● **EXERCISE OBJECTIVE**:
Gather every line of the records that contains the word "flag" and copy each one out in full. Case counts when matching.

● **WORKING DATA**:
* START *

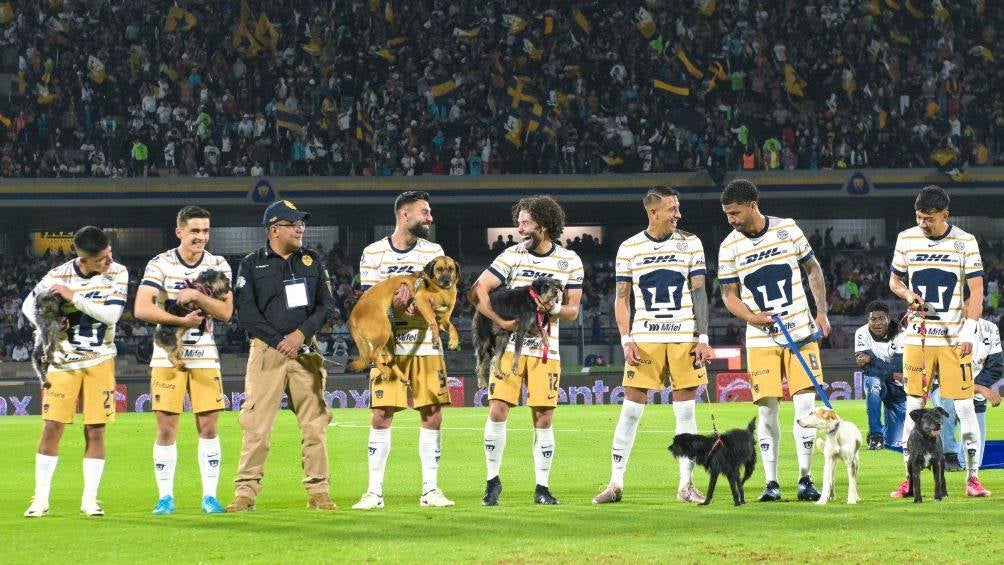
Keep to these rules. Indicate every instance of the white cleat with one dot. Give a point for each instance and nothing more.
(91, 509)
(37, 509)
(369, 501)
(435, 498)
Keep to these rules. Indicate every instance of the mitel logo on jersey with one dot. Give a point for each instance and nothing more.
(766, 254)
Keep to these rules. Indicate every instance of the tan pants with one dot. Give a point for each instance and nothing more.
(269, 373)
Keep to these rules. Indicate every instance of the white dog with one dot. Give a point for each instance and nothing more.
(843, 440)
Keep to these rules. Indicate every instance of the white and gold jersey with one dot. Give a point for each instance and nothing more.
(660, 272)
(517, 267)
(86, 341)
(937, 270)
(167, 273)
(381, 261)
(766, 266)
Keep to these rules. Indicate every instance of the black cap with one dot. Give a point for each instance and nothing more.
(283, 210)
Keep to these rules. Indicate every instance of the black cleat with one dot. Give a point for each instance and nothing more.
(492, 491)
(543, 496)
(771, 493)
(806, 491)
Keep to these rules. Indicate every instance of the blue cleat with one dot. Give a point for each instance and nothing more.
(165, 506)
(212, 506)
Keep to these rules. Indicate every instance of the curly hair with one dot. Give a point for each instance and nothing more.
(544, 210)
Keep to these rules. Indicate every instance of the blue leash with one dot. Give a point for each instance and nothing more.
(805, 366)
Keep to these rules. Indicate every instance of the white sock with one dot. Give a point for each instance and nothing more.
(970, 429)
(429, 453)
(686, 424)
(494, 446)
(768, 430)
(913, 403)
(623, 440)
(804, 437)
(210, 459)
(165, 462)
(45, 467)
(543, 454)
(380, 451)
(92, 469)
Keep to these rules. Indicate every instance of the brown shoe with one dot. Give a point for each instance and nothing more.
(241, 504)
(320, 501)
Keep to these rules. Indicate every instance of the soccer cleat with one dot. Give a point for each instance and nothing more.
(542, 495)
(92, 508)
(771, 493)
(369, 501)
(212, 506)
(321, 501)
(610, 494)
(903, 491)
(690, 494)
(975, 489)
(492, 491)
(806, 490)
(165, 506)
(241, 504)
(37, 509)
(435, 499)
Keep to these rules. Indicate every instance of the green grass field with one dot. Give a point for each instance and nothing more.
(649, 525)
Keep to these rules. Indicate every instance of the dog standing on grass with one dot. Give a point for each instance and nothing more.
(842, 441)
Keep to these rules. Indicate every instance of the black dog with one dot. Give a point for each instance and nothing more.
(511, 304)
(722, 455)
(211, 283)
(925, 449)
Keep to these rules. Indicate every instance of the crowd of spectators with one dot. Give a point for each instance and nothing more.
(102, 88)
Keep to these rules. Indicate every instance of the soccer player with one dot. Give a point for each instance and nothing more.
(940, 261)
(420, 359)
(758, 268)
(164, 281)
(539, 220)
(664, 268)
(82, 366)
(879, 352)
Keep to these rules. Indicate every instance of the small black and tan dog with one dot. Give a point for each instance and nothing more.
(50, 321)
(511, 304)
(725, 454)
(211, 283)
(925, 450)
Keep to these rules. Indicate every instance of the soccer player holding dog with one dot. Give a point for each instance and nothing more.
(406, 251)
(940, 261)
(93, 287)
(538, 220)
(758, 267)
(163, 281)
(668, 339)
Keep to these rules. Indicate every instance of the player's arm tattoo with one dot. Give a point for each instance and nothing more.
(699, 295)
(817, 284)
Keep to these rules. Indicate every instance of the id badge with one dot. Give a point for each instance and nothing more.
(296, 292)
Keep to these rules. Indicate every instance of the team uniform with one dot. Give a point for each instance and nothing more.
(83, 360)
(416, 354)
(938, 271)
(517, 267)
(664, 325)
(766, 266)
(201, 377)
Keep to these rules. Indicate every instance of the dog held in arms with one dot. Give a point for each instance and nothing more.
(211, 283)
(434, 293)
(724, 454)
(511, 304)
(842, 441)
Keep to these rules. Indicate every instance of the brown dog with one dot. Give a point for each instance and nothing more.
(434, 293)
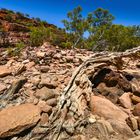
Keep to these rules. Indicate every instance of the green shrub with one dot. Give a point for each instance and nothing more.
(39, 35)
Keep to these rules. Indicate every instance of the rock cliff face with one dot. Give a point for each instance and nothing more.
(52, 93)
(15, 27)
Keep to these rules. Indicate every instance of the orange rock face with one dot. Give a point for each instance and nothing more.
(4, 71)
(107, 109)
(14, 120)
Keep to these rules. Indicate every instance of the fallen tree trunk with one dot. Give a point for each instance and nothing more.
(73, 112)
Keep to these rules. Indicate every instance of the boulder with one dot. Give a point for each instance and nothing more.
(4, 71)
(16, 119)
(45, 93)
(125, 100)
(136, 110)
(105, 108)
(2, 88)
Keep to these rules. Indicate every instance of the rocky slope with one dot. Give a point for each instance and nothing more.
(32, 86)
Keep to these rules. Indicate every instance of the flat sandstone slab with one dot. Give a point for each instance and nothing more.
(14, 120)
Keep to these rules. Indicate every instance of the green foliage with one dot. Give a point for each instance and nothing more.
(76, 24)
(114, 38)
(103, 34)
(39, 35)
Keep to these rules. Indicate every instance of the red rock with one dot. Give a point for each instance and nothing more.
(4, 71)
(136, 110)
(44, 107)
(125, 100)
(105, 108)
(44, 119)
(45, 93)
(14, 120)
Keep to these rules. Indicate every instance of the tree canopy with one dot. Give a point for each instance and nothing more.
(102, 33)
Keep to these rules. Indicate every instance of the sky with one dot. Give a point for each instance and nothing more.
(126, 12)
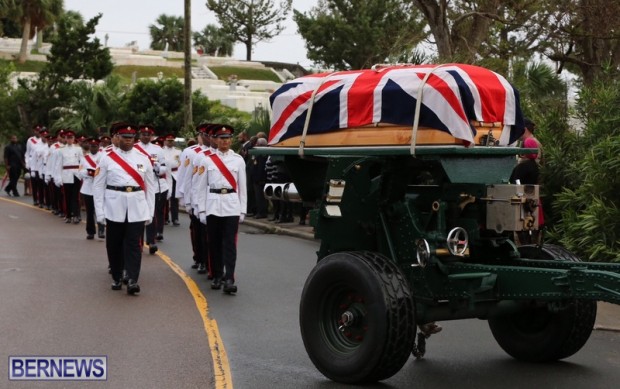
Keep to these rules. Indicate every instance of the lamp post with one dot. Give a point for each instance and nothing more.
(187, 92)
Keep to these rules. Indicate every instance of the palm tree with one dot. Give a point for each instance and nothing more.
(167, 30)
(35, 15)
(214, 41)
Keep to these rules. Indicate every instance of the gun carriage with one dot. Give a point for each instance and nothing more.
(407, 169)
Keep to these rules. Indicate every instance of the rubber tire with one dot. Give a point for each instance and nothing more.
(387, 329)
(538, 335)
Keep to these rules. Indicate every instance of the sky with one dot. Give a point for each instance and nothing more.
(125, 21)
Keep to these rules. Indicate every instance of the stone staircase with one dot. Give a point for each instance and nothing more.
(199, 72)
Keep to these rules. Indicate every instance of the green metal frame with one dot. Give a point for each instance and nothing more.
(392, 199)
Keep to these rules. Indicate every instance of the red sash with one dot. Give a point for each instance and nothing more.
(132, 172)
(90, 161)
(225, 172)
(140, 149)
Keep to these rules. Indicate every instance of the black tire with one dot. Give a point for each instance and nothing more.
(378, 343)
(538, 335)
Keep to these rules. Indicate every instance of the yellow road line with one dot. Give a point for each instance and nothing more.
(221, 368)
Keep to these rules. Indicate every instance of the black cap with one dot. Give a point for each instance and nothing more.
(223, 131)
(529, 124)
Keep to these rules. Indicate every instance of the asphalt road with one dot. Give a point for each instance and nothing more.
(60, 303)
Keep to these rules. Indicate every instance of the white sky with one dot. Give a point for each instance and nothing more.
(128, 20)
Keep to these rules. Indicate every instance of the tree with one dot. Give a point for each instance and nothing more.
(88, 107)
(584, 36)
(462, 28)
(76, 54)
(214, 41)
(167, 33)
(345, 34)
(35, 15)
(588, 205)
(9, 119)
(250, 21)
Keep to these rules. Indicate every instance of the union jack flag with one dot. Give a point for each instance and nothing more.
(454, 95)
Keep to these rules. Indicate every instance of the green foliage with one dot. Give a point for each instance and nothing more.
(250, 22)
(28, 66)
(89, 107)
(588, 206)
(9, 123)
(214, 41)
(77, 54)
(261, 122)
(168, 30)
(343, 34)
(158, 103)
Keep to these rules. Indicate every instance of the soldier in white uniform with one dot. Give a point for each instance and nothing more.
(222, 205)
(154, 231)
(55, 187)
(37, 163)
(31, 144)
(66, 168)
(124, 190)
(172, 155)
(185, 173)
(200, 229)
(87, 174)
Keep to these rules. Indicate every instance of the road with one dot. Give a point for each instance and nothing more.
(258, 328)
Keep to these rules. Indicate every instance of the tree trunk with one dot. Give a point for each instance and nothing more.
(435, 14)
(248, 50)
(23, 51)
(187, 91)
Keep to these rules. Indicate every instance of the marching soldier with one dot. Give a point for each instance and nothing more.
(38, 160)
(124, 190)
(87, 173)
(154, 231)
(55, 187)
(200, 229)
(68, 162)
(31, 145)
(222, 205)
(172, 155)
(185, 173)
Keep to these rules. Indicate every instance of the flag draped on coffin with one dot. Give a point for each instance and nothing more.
(454, 95)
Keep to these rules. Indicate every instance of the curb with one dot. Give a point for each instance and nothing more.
(271, 229)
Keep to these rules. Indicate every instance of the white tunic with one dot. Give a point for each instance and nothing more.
(199, 163)
(117, 205)
(87, 172)
(159, 164)
(185, 169)
(67, 163)
(32, 143)
(211, 178)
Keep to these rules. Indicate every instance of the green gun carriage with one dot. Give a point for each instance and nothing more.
(419, 225)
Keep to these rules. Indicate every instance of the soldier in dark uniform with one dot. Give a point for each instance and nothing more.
(14, 162)
(124, 193)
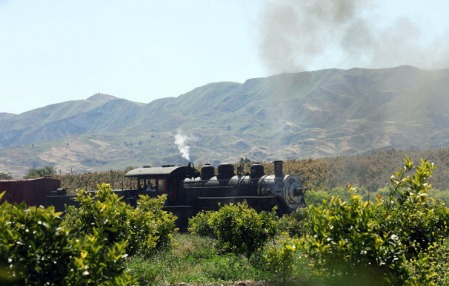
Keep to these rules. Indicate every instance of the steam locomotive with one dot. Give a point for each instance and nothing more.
(190, 191)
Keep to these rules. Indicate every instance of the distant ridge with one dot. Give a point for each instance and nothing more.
(101, 97)
(287, 116)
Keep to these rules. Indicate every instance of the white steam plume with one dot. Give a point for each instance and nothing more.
(180, 141)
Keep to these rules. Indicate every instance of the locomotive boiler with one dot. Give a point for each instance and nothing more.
(190, 191)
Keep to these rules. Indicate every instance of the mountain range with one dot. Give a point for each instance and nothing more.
(329, 112)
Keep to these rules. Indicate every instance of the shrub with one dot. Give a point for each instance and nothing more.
(33, 246)
(199, 224)
(36, 249)
(144, 228)
(349, 238)
(240, 229)
(279, 258)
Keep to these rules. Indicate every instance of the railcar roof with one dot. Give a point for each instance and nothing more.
(153, 171)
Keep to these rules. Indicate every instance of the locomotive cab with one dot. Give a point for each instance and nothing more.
(155, 181)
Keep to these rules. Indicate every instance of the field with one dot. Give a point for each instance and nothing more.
(384, 229)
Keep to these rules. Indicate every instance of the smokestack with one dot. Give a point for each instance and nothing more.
(278, 172)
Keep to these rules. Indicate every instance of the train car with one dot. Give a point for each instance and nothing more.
(190, 191)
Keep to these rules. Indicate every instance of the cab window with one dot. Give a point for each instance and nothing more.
(161, 187)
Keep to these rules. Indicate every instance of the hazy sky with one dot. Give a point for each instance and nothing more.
(59, 50)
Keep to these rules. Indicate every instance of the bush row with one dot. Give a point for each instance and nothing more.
(88, 246)
(399, 238)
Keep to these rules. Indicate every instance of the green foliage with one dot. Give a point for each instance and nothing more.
(200, 225)
(36, 249)
(238, 228)
(5, 176)
(151, 227)
(95, 262)
(33, 246)
(144, 228)
(294, 223)
(430, 267)
(279, 258)
(347, 239)
(40, 172)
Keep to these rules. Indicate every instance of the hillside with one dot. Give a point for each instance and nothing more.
(286, 116)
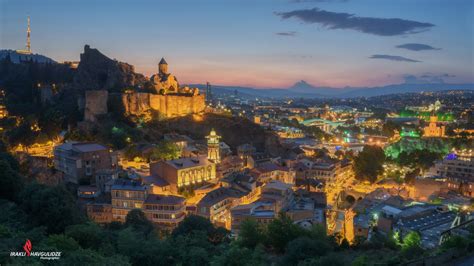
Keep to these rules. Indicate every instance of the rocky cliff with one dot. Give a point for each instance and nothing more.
(98, 72)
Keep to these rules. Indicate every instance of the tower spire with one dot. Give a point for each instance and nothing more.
(28, 32)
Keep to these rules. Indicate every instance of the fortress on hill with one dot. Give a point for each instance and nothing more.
(169, 98)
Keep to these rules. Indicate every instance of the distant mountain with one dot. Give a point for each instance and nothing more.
(17, 58)
(405, 88)
(302, 89)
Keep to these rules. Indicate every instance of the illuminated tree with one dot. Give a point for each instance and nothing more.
(368, 163)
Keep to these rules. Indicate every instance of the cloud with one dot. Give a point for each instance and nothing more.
(316, 1)
(287, 33)
(417, 47)
(426, 78)
(393, 58)
(376, 26)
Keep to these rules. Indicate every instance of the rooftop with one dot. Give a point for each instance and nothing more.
(183, 163)
(126, 184)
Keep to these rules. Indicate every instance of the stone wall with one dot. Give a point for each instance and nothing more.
(137, 103)
(96, 104)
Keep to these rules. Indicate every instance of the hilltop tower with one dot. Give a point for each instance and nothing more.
(213, 149)
(28, 33)
(208, 93)
(28, 41)
(163, 66)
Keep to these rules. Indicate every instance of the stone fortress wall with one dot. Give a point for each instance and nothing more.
(172, 105)
(169, 99)
(95, 104)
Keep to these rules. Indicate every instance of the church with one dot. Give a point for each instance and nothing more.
(168, 97)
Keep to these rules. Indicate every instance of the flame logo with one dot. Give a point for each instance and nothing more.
(27, 247)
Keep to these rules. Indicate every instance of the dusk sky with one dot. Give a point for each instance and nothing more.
(259, 43)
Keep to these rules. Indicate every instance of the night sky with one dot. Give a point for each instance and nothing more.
(259, 43)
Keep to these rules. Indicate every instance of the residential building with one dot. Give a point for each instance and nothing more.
(100, 213)
(82, 160)
(127, 195)
(166, 211)
(184, 172)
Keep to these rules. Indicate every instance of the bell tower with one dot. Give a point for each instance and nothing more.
(163, 66)
(213, 149)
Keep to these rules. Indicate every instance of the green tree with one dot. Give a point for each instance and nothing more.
(237, 256)
(165, 150)
(62, 243)
(250, 234)
(52, 207)
(11, 183)
(136, 219)
(281, 231)
(368, 164)
(304, 248)
(88, 235)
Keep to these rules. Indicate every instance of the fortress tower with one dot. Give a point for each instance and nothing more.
(28, 41)
(163, 67)
(213, 149)
(164, 82)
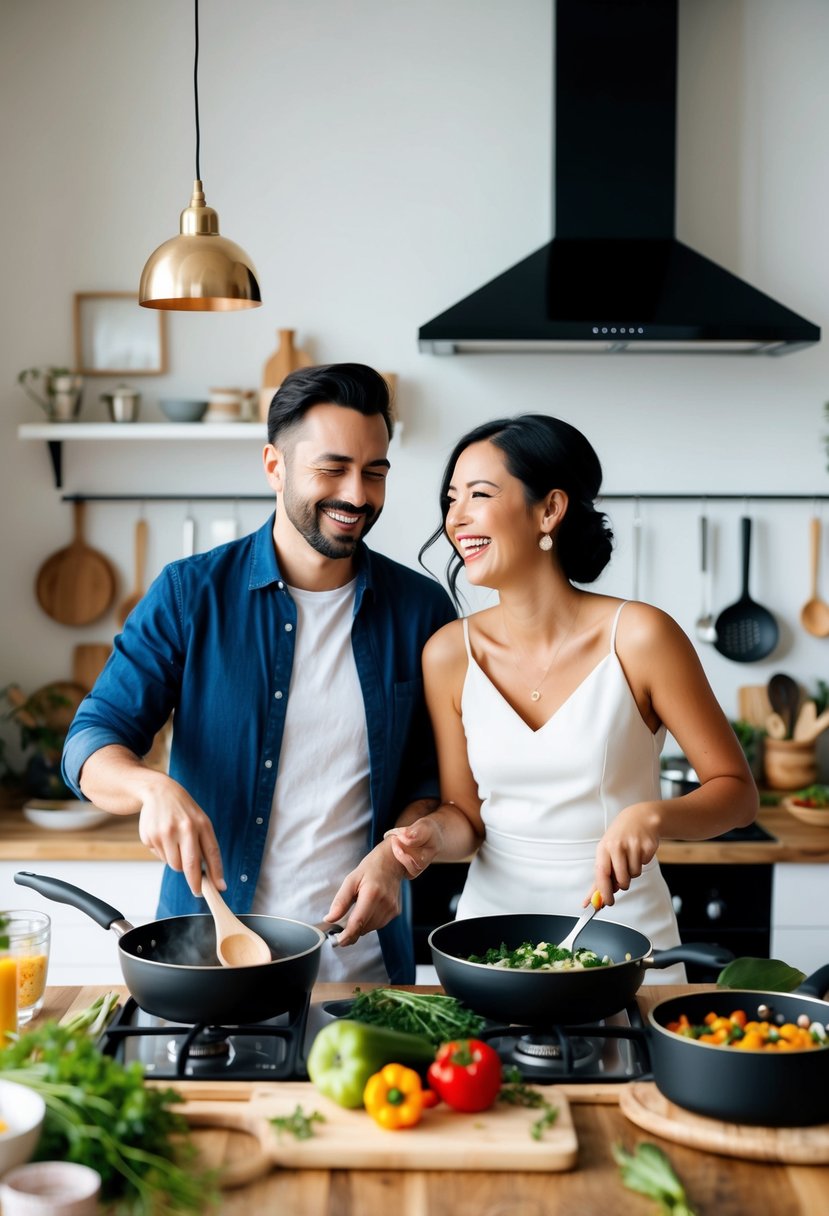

* END *

● **EXERCISE ANSWER**:
Keep to these rules. Indicate every instance of the union jack flag with one dot. Give a point for each instance and nothing more.
Keep to these rules. Indicate every instance of the flag draped on coffin with one dot. Give a point for each instance and nothing more.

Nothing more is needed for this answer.